#### [Given instruction a]
Render as a JSON list of strings, one string per line, the lines of the records between the line containing "Provide the segmentation of every instance of the window" and the line containing "857 638 L 859", inclusive, leaving out any blank lines.

Liran Haimovitch 00:42
So Shir, what can you tell us about yourself?
Shir Chorev 00:44
So, in the past 12 years, I've been in tech. I started originally, in the unit 8200, I was working on cyber low level research after finishing the program. And in the past six years, I've been in the field of machine learning, initially working on it for various purposes of anti-terror, and using different types of data sources to find that interesting phenomenon. For the past two years, I have been in Deepchecks where we help machine learning models work quietly, in a better and more trusted manner.
Liran Haimovitch 00:44
Now I know everybody's talking about machine learning and I would love to know what machine learning means for you.
Shir Chorev 01:20
So, while maybe I wouldn't say popular misconception, but probably looking like 10 years back, thinking of machine learning, people would maybe imagine kind of robots taking over the world and having really their own understanding which we would call today artificial general intelligence. And we're still quite far away from that. I'd say that machine learning is generally a simplistic concept of taking data and kind of correct answers, or as we call them, the labels, and having a computer or a model, understand what is the correct relation using various statistics and optimization methods in order to understand the algorithm by itself. So, that would probably be the way I see it currently.
Liran Haimovitch 01:59
So essentially, a machine learning application is some sort of application that can take a piece of data and label it somehow.
Shir Chorev 02:07
Right. And the way it does it, somehow is based on previous data and labels, usually. There are some exceptions to that.
Liran Haimovitch 02:13
So, we train the application to be able to tell us stuff about new data that's going to come in the pipeline, sometime in the future.
Shir Chorev 02:21
Exactly. And we don't do it based on like heuristics that we say explicitly, unlike in regular algorithms, yes.
Liran Haimovitch 02:27
Which is where the machine learning part comes in.
Shir Chorev 02:30
Right?
Liran Haimovitch 02:30
You've been doing a lot of engineering, a lot of engineering before you delved into machine learning. So kind of, how is machine learning different from traditional engineering?

#### [Given instruction b]
List every timestamp that appears beside Shir Chorev's name in the transcript, in order of appearance.

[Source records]
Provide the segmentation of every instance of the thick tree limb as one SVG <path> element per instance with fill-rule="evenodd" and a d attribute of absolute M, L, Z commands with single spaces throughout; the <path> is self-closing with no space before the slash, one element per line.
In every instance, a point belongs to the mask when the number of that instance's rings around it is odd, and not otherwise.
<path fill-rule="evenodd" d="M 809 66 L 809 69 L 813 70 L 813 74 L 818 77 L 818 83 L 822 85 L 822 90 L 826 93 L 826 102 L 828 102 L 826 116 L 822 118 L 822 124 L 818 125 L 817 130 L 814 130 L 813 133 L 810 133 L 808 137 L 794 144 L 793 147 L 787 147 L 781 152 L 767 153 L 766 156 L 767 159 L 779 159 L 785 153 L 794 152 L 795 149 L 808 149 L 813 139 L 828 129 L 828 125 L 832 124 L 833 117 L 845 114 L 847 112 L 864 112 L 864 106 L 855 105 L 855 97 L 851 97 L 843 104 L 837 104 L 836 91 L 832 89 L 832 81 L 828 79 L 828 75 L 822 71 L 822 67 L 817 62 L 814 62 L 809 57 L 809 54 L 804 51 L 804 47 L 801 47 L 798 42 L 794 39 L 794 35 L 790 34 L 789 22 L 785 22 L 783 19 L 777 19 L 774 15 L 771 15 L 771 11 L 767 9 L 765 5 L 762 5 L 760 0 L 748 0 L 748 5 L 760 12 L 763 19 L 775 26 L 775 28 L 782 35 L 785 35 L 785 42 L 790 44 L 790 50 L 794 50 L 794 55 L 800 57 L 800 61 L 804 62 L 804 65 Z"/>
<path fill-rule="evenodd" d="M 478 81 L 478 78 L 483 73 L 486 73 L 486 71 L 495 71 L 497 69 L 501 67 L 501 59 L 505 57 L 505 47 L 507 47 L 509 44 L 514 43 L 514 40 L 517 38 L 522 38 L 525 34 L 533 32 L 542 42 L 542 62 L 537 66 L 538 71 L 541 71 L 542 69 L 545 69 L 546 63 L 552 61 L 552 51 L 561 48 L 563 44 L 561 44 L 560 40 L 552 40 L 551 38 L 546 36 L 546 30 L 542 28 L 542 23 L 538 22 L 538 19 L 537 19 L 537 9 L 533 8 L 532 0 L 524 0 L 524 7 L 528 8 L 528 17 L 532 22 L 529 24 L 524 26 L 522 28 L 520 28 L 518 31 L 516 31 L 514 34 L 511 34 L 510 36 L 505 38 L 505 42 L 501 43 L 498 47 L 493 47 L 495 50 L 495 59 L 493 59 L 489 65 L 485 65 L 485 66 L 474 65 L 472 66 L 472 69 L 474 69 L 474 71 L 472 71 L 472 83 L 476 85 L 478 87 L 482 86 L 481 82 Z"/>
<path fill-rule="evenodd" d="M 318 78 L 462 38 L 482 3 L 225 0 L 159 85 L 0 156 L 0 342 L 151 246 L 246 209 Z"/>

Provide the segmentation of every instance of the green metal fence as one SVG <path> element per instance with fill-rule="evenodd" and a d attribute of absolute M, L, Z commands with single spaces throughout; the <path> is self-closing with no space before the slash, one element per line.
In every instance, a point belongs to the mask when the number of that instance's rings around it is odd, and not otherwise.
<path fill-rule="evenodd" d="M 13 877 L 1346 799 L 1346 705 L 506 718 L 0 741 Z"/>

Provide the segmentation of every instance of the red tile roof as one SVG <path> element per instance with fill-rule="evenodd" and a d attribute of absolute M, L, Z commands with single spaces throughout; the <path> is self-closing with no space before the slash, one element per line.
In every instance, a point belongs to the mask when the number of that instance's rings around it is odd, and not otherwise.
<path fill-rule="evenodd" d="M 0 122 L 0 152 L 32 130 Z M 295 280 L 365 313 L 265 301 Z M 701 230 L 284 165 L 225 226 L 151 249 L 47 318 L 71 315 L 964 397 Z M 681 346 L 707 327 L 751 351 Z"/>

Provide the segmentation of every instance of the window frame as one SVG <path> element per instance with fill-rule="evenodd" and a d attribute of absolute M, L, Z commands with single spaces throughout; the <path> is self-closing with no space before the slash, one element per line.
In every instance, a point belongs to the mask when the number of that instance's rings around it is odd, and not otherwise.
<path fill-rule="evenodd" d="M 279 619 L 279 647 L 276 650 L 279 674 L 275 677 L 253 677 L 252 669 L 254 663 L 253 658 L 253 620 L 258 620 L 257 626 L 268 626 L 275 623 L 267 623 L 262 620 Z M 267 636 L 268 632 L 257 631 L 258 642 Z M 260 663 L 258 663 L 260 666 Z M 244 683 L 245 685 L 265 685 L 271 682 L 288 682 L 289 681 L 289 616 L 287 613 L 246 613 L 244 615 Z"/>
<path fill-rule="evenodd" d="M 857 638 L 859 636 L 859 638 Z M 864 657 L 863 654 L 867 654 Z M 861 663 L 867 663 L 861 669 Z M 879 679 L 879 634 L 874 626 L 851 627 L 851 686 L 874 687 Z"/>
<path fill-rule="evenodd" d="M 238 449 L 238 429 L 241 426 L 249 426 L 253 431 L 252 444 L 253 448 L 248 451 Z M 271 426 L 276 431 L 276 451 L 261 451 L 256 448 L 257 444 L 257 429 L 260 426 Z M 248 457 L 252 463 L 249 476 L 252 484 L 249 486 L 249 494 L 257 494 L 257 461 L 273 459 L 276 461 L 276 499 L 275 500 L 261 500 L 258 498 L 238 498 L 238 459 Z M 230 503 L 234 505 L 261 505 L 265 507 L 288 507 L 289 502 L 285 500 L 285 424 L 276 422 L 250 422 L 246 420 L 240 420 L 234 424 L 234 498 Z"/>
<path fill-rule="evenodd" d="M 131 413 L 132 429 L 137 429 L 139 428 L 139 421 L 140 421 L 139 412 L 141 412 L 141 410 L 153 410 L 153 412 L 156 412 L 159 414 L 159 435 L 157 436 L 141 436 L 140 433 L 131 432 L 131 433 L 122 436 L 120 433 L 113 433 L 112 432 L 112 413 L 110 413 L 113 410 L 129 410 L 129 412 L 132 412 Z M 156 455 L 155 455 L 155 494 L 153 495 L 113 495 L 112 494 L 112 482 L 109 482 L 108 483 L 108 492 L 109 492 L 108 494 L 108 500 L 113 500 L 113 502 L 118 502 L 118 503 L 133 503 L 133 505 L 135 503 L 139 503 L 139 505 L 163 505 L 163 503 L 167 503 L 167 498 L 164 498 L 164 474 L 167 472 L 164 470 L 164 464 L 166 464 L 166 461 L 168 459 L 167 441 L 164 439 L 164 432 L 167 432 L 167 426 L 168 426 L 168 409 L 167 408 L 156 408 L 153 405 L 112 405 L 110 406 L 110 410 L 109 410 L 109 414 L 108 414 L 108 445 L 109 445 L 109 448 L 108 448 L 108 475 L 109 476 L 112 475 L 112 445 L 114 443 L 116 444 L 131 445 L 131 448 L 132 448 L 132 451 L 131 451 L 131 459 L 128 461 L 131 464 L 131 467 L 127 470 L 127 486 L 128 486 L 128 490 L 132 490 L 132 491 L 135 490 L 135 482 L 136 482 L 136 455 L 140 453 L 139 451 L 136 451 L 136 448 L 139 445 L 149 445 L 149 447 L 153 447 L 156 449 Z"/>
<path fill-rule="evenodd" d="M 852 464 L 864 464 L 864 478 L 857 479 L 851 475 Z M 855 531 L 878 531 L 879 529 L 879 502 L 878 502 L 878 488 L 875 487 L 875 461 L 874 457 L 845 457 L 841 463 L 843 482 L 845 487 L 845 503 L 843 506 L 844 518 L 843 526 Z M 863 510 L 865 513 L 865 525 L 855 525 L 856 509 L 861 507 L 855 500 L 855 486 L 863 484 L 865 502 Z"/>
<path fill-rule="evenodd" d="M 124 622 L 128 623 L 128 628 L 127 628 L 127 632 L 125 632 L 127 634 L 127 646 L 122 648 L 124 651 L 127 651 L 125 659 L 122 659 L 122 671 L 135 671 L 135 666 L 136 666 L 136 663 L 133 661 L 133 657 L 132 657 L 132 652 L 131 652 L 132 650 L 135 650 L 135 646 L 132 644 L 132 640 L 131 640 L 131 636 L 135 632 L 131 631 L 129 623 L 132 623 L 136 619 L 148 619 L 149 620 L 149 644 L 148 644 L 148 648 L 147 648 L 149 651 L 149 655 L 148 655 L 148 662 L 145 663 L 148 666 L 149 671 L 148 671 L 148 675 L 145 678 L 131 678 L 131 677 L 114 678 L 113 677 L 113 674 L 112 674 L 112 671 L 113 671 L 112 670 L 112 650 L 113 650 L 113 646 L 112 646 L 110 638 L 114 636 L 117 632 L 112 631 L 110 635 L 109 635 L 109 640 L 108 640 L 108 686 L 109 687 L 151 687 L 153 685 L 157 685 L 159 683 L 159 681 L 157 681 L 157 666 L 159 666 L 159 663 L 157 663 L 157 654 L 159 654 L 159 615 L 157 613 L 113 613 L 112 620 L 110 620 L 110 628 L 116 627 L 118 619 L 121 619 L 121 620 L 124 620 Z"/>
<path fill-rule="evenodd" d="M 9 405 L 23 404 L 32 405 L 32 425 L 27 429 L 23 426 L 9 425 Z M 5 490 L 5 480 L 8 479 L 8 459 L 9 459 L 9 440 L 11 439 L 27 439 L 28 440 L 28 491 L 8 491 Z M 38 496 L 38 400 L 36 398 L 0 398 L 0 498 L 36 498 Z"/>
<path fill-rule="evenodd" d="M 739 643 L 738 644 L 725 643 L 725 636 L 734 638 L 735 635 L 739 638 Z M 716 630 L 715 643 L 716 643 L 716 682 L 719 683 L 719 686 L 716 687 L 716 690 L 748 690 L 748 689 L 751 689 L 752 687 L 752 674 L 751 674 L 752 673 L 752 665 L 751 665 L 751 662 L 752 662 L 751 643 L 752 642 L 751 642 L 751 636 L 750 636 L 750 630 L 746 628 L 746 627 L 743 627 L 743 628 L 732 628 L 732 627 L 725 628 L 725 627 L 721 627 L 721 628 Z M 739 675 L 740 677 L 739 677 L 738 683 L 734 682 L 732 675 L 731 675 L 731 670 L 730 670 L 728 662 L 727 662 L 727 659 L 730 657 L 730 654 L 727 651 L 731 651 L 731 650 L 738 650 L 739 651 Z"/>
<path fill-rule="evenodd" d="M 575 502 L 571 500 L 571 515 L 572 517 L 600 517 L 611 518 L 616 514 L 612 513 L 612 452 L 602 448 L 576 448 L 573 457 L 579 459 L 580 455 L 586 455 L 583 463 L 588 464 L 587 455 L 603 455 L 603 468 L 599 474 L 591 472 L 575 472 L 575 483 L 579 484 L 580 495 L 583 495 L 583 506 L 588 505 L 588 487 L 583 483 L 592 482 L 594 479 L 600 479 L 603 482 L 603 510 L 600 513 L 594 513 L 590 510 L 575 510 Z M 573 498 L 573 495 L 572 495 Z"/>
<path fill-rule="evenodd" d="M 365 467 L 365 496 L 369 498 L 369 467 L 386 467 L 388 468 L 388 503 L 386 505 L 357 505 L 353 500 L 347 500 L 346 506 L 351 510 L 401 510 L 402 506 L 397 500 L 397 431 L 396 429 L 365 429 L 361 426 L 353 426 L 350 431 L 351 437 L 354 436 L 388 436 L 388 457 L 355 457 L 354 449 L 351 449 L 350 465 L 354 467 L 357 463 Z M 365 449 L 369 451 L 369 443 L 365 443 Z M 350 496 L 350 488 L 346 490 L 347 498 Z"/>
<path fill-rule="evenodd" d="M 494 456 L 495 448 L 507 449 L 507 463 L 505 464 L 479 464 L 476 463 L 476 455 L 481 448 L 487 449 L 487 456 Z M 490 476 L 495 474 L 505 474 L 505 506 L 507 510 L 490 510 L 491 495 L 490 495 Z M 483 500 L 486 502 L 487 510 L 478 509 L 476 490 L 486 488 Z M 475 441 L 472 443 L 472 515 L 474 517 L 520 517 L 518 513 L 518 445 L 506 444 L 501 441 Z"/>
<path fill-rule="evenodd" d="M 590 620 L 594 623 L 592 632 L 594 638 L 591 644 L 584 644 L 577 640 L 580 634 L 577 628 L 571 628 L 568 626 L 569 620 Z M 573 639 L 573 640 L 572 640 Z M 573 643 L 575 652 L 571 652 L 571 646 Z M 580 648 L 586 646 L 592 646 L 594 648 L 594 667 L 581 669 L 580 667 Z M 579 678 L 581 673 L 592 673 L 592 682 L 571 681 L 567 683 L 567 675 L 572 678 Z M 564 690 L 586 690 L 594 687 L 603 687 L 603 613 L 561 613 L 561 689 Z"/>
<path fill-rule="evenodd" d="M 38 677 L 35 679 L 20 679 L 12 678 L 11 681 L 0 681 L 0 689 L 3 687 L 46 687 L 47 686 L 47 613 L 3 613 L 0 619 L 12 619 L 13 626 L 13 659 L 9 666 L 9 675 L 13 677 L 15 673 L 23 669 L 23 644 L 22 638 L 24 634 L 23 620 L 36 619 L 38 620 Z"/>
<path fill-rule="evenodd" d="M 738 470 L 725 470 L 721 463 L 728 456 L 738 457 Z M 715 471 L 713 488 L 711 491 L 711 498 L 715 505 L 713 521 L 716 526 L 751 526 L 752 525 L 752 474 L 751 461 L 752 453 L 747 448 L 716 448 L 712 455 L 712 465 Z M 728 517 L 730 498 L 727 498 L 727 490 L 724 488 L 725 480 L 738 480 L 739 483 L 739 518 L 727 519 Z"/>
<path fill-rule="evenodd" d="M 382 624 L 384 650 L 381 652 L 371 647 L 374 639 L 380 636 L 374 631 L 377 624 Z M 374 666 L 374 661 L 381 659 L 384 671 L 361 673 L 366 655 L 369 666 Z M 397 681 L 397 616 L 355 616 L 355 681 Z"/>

#### [Expected output a]
[
  "Provide the segmentation of every instance of the window frame as one SVG <path> element per instance with fill-rule=\"evenodd\" and a d attribute of absolute M, L, Z commands with single spaces throughout; the <path> is self-closing with no space before the slash, one element per line.",
  "In every instance, a point belongs to the mask when the number of that instance's rings around it is odd, and not otherwise.",
  "<path fill-rule=\"evenodd\" d=\"M 279 619 L 279 647 L 276 650 L 279 674 L 275 677 L 253 677 L 252 669 L 254 663 L 253 658 L 253 620 L 258 620 L 257 626 L 268 626 L 275 623 L 267 623 L 262 620 Z M 267 636 L 268 632 L 257 631 L 258 642 Z M 260 663 L 258 663 L 260 666 Z M 244 683 L 245 685 L 265 685 L 271 682 L 288 682 L 289 681 L 289 616 L 287 613 L 246 613 L 244 615 Z\"/>",
  "<path fill-rule=\"evenodd\" d=\"M 857 638 L 859 636 L 859 638 Z M 864 657 L 863 654 L 867 654 Z M 861 663 L 867 663 L 861 669 Z M 879 679 L 879 634 L 874 626 L 851 627 L 851 686 L 874 687 Z\"/>"
]

#### [Expected output b]
00:44
01:20
02:07
02:21
02:30